• _Text shown_:
= Beginning of Section =

Getting word out

Communicative power often grows exponentially at the time of revolutionary events, and finds its own channels. Before the 1789 revolution in Paris, there were around sixty newspapers throughout France. By the middle of 1792 there were around 500 in Paris alone. Many of them were short-lived, with a tiny circulation. But what is remarkable is the explosion of communication channels as well as the sheer increase in volume – newspapers and gazettes with a huge range of formats and tone; subscription journals; illustrated literature such as almanacs, copies of speeches, prints, engravings and the like. (For information on the power of the press, see Jack Censer’s impressive Prelude to Power: Parisian Radical Press, 1789-91). Same happened with the English Revolution (Digger texts, explosion of pamphlets, eg Leveller texts, etc — Christopher Hill, The World Turned Upside Down etc [and look closely at what’s happening to James Naylor on the cover of Hill’s text to find out how revolution silences its critics], and in the Russian Revolution — Mayakovsky, Malevich, political posters, theatre, as well as the political press. Or the use of phones & faxes in the rising in Beijing in 1989. Communication & persuasion are central elements.

There aren’t many of our law students will be getting tangled up in contemporary revolutionary events (now there’s an interesting fieldwork module…), but the revolutionary moment is a wonderful case study for communication.  Should we be using it to help our students learn communications?  How did Mandela do it?  What about Robespierre?  Or Lincoln?  What’s fascinating is how, in times of national crisis, normal communication patterns are disrupted and at times seem to actually guide events.  Schama makes a similar point in his history of the French Revolution, noting how the tone and register of the most popular and radical publications helped radicalise political and factional positions. 

Can we compare this to what technology is doing now?  For example, Michael Cross, in the Guardian Online, re the NHS National Programme for IT:

‘No one can predict how healthcare will change when patients have control over their own electronic records. Or when doctors and policy makers have instant and accurate information about which drugs and treatments work and which don’t’.

= End of Section =

• _The task_: Revise the piece on getting word out between "Can we compare" and "and which don’t’.", inclusive, and write it out with "doctors" changed to "nurses". Answer each item using only the piece on getting word out.

• _Information supplied_:
= Beginning of Section =

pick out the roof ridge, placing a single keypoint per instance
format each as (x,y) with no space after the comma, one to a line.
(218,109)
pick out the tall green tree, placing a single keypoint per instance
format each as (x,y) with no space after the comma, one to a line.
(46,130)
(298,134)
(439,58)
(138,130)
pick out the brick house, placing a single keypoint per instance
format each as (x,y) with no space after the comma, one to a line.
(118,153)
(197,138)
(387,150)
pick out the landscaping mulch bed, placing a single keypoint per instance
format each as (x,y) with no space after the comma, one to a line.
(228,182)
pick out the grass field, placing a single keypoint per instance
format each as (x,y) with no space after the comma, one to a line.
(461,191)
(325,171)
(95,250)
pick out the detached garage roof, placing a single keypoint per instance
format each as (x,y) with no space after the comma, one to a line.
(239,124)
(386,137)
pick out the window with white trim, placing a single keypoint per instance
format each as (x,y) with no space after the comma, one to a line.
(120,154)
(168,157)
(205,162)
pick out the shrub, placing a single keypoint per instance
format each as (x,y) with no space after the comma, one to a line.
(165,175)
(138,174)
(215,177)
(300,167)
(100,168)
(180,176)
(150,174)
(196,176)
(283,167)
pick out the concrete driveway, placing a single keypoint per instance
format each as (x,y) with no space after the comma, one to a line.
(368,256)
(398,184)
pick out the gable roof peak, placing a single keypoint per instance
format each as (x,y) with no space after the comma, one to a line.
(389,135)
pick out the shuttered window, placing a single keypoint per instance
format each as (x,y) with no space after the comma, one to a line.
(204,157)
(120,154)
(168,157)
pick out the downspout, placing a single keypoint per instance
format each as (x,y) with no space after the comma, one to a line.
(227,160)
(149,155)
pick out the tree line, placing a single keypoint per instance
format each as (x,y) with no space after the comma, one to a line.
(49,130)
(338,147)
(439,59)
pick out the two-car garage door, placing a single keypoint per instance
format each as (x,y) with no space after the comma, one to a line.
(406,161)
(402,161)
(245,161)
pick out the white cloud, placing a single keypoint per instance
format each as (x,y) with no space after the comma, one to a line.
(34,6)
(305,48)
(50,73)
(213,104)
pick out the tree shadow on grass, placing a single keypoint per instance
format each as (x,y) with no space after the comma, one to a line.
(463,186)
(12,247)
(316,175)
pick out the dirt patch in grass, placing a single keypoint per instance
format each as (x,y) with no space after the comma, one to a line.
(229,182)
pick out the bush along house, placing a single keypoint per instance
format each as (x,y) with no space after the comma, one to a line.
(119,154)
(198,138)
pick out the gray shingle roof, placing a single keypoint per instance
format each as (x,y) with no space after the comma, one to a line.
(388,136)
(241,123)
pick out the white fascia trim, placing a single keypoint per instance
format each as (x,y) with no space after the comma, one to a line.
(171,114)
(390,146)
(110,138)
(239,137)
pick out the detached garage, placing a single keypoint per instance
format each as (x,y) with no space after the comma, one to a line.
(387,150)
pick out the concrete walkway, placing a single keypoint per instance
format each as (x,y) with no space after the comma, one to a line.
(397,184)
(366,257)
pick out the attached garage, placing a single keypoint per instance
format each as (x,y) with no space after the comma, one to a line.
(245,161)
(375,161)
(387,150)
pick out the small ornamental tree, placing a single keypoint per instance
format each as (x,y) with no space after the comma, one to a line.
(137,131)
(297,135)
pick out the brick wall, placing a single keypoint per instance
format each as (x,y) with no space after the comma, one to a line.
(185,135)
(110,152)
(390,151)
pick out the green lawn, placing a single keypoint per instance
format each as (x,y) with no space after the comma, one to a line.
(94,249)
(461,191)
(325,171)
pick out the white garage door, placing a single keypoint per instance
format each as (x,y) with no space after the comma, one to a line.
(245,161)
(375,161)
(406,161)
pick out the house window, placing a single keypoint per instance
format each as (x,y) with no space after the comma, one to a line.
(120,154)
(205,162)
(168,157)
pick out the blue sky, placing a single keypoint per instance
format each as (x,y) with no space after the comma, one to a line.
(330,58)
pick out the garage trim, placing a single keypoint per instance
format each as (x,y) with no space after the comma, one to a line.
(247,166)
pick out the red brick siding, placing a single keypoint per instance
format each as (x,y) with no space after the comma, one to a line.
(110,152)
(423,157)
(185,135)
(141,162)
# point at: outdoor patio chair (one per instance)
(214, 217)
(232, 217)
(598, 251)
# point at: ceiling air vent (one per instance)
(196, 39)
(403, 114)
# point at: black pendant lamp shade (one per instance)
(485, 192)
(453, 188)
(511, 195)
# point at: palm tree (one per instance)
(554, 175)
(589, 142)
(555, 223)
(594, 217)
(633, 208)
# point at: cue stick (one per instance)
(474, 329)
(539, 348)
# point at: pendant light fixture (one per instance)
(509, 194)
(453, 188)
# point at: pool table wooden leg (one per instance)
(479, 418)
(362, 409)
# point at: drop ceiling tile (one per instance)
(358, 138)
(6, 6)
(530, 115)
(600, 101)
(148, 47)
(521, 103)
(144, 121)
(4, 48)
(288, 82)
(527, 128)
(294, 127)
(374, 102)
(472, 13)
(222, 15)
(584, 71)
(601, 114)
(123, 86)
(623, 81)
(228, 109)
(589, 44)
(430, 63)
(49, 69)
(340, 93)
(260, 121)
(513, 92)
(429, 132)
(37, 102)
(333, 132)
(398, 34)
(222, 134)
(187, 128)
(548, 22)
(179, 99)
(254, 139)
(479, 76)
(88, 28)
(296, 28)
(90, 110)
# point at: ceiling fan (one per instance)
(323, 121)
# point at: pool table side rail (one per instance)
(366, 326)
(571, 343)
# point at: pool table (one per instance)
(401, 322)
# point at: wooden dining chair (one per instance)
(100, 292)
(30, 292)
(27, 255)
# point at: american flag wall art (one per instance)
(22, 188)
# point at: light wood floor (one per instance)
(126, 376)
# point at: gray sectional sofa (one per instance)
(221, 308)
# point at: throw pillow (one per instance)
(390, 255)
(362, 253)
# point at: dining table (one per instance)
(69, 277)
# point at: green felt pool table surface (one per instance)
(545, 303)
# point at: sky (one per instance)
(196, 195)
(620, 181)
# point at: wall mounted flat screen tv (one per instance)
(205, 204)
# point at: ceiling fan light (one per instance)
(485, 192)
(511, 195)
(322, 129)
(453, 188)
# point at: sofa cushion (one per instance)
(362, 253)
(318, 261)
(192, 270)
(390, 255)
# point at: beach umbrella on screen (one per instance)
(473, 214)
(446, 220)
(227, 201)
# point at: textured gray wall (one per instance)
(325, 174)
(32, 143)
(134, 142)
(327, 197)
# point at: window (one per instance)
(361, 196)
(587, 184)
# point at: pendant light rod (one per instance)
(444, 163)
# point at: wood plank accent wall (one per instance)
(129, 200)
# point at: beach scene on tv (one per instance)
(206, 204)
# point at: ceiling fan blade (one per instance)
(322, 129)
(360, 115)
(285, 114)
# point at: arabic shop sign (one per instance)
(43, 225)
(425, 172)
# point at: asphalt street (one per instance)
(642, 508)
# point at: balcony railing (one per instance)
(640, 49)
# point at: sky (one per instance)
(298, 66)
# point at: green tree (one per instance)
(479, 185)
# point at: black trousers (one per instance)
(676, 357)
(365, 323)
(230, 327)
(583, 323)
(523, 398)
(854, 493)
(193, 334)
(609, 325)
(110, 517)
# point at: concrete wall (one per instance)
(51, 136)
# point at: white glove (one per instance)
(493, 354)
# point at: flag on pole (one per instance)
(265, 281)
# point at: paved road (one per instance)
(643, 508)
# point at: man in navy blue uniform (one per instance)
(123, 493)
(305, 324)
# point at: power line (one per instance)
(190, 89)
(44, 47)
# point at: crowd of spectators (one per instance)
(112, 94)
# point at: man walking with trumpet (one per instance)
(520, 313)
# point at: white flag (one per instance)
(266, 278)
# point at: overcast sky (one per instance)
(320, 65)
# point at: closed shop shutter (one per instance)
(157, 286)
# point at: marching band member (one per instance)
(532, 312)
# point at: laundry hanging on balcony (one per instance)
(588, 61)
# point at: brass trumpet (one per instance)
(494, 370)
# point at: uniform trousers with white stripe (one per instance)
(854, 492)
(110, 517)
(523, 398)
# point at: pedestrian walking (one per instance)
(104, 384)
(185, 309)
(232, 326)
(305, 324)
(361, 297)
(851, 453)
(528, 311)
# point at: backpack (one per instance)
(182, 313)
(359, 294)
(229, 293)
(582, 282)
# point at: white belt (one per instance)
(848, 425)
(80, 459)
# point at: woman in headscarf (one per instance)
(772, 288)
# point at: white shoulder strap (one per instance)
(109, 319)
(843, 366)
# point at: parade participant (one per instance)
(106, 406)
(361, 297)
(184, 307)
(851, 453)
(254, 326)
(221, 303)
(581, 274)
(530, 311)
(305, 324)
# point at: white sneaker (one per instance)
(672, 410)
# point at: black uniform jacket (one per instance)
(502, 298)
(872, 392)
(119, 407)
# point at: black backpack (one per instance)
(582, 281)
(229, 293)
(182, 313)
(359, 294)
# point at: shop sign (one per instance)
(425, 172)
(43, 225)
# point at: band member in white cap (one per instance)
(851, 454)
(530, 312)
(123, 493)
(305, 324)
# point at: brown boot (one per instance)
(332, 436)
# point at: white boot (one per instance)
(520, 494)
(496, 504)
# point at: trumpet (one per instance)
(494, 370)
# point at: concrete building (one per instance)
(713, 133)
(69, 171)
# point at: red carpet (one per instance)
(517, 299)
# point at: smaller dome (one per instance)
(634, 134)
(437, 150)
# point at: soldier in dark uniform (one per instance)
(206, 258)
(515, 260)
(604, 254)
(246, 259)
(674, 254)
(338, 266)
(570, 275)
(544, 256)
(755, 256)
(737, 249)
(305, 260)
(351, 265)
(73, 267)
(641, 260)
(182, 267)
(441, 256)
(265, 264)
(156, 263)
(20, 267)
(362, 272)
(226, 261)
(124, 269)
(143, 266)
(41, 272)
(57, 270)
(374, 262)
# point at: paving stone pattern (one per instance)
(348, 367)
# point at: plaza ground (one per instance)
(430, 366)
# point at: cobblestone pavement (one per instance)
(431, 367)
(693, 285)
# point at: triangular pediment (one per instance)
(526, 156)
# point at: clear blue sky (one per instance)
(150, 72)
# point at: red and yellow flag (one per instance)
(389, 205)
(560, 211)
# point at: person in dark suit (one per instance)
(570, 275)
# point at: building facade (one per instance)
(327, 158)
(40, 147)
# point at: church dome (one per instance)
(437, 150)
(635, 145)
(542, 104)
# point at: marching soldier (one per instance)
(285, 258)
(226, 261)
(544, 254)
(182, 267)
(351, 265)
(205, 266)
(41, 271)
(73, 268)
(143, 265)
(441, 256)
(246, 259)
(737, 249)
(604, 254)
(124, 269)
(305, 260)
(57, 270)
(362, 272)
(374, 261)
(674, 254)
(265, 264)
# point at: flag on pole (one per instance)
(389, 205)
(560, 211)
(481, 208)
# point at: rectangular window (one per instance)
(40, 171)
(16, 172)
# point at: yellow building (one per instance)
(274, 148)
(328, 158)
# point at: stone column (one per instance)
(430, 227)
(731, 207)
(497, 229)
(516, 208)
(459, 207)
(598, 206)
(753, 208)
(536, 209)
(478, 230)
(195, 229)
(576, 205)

= End of Section =

• _Solution to this task_:
Can we compare this to what technology is doing now?  For example, Michael Cross, in the Guardian Online, re the NHS National Programme for IT:

‘No one can predict how healthcare will change when patients have control over their own electronic records. Or when nurses and policy makers have instant and accurate information about which drugs and treatments work and which don’t’.